*Text shown*:
####################
Shaking Up Salt
Rachel Johnson, R.D., Ph.D., M.P.H.
Can we live with the low-sodium guidelines? Can we live well without them?
We stood amidst the bustle and riotous colors of a Seoul outdoor marketplace,
surrounded by mountains of exotic fruits, unfamiliar vegetables and vats of
spicy, pickled cabbage known as kimchi. Our guide, a young nutrition professor
named Jayong, politely asked my husband and me if we would like to go to
McDonald’s for a hamburger. As graciously as possible, we said we would much
prefer to try local fare. Visibly relieved, Jayong took us to one of her
favorite spots, where we sat cross-legged at a low table and ordered pibimbap.
A piping hot, heavy iron pot appeared, filled with rice and topped with
vegetables and a raw egg. Jayong showed us how to use chopsticks to stir and
cook the egg in the hot pot and then add condiments—the wildly popular kimchi
among them—to suit our own tastes.
Although we had avoided the American fast-food meal notorious for its high sodium and saturated-fat content, our typical Korean meal, filled with fresh vegetables and rooted in centuries-old tradition, carried its own health challenges. Hypertension and stroke are major killers in Korea, and the beloved kimchi can take some of the blame, along with fermented soy sauce, soybean paste and chile paste, all contributing to a national diet extraordinarily high in sodium.
I gasped when I learned that one of Korea’s public health goals is to reduce the average salt intake by at least 40 percent—to 4,000 milligrams (mg) of sodium per day. To put this in perspective, 4,000 mg is the current average intake of sodium in the U.S., and that number is widely regarded as perilously high. Sodium is a major culprit in the growing epidemic of high blood pressure in our country, with one in five adults believed to have borderline or prehypertension and more than two-thirds of Americans over the age of 65 diagnosed with high blood pressure. This in turn contributes to heart disease and strokes, the number one and number three killers in our society.
Like the Koreans, we are in trouble with salt, and consumers are about to start hearing even more warnings about their sodium intake: the National Academy of Sciences recently declared that, for optimal health, Americans should aim for no more than 1,500 mg of sodium per day—down from the former limit of 2,400 mg and drastically lower than our actual consumption.
The new guideline has caused an uproar among dietitians, especially those who work with patients to construct realistic diets using available foods. They point to restaurant meals that deliver more than a full day’s sodium in a single sitting—a Burger King Chicken Whopper Sandwich with large fries, for example, contains a massive 2,350 mg. And in the supermarket, sodium abounds in canned soup, cold cuts, many vegetable juices, spaghetti sauce, ketchup, chips, pretzels, popcorn, pickles and relish. Given all this hidden salt, many dietitians are skeptical about most people’s ability to comply with the 1,500-mg limit. Without major changes in the food supply, they ask, how can they steer patients toward success?
####################
*Collected data*:
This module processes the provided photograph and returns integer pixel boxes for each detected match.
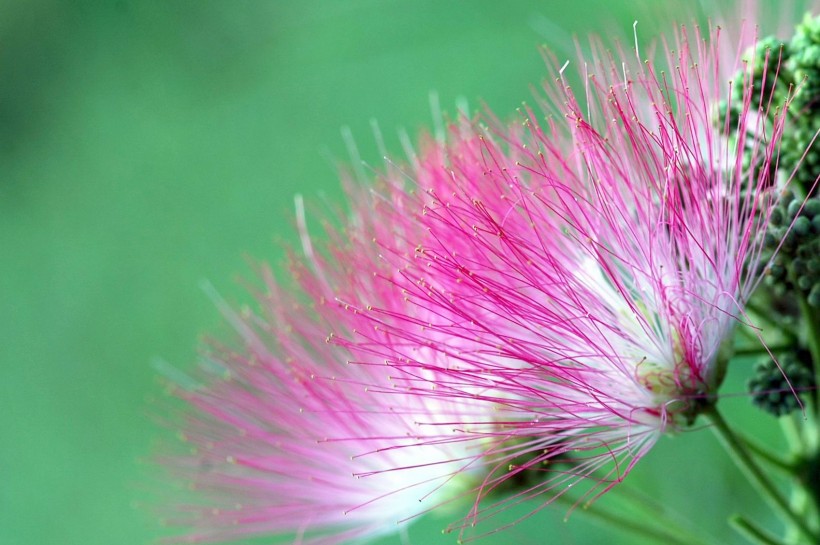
####################
*What to work on*: Reproduce the article on salt verbatim, beginning at the words "Shaking Up Salt" and stopping after the words "and ordered pibimbap.".

*Response*:
Shaking Up Salt
Rachel Johnson, R.D., Ph.D., M.P.H.
Can we live with the low-sodium guidelines? Can we live well without them?
We stood amidst the bustle and riotous colors of a Seoul outdoor marketplace,
surrounded by mountains of exotic fruits, unfamiliar vegetables and vats of
spicy, pickled cabbage known as kimchi. Our guide, a young nutrition professor
named Jayong, politely asked my husband and me if we would like to go to
McDonald’s for a hamburger. As graciously as possible, we said we would much
prefer to try local fare. Visibly relieved, Jayong took us to one of her
favorite spots, where we sat cross-legged at a low table and ordered pibimbap.